*TRY IT:* Make a verbatim copy of the entries below; pictures stay out.

(Records drawn from a dataset)
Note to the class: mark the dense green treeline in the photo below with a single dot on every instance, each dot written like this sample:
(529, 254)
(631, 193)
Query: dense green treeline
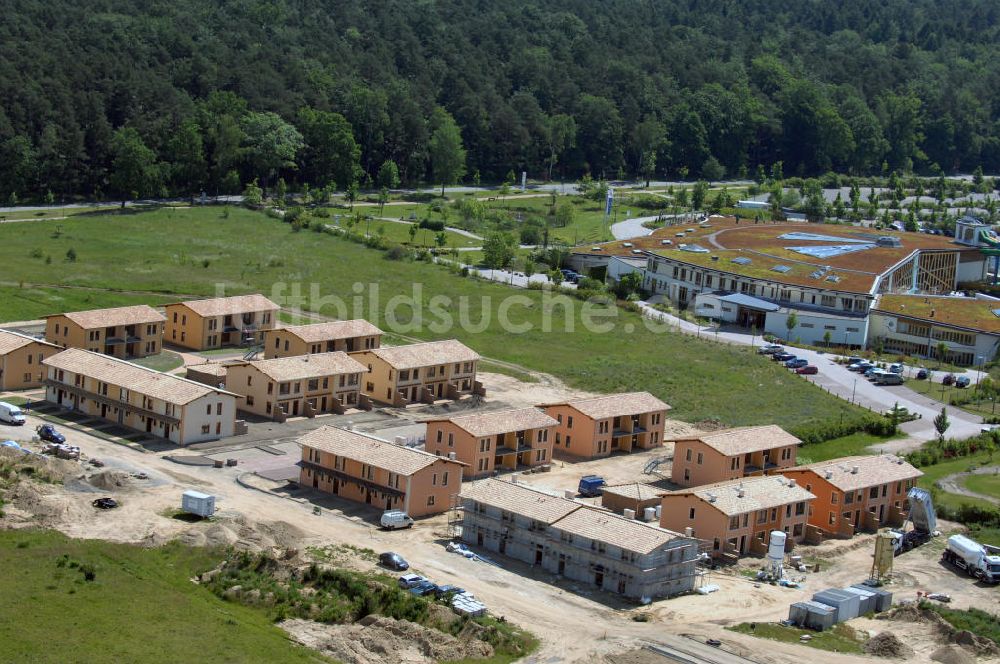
(114, 97)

*SOLUTION FOR THIS PROBLEM:*
Note to the class: mark the dense green treeline in the photo below with a single dot on every instance, each dot written like this sample:
(529, 254)
(631, 193)
Query: dense green treeline
(114, 97)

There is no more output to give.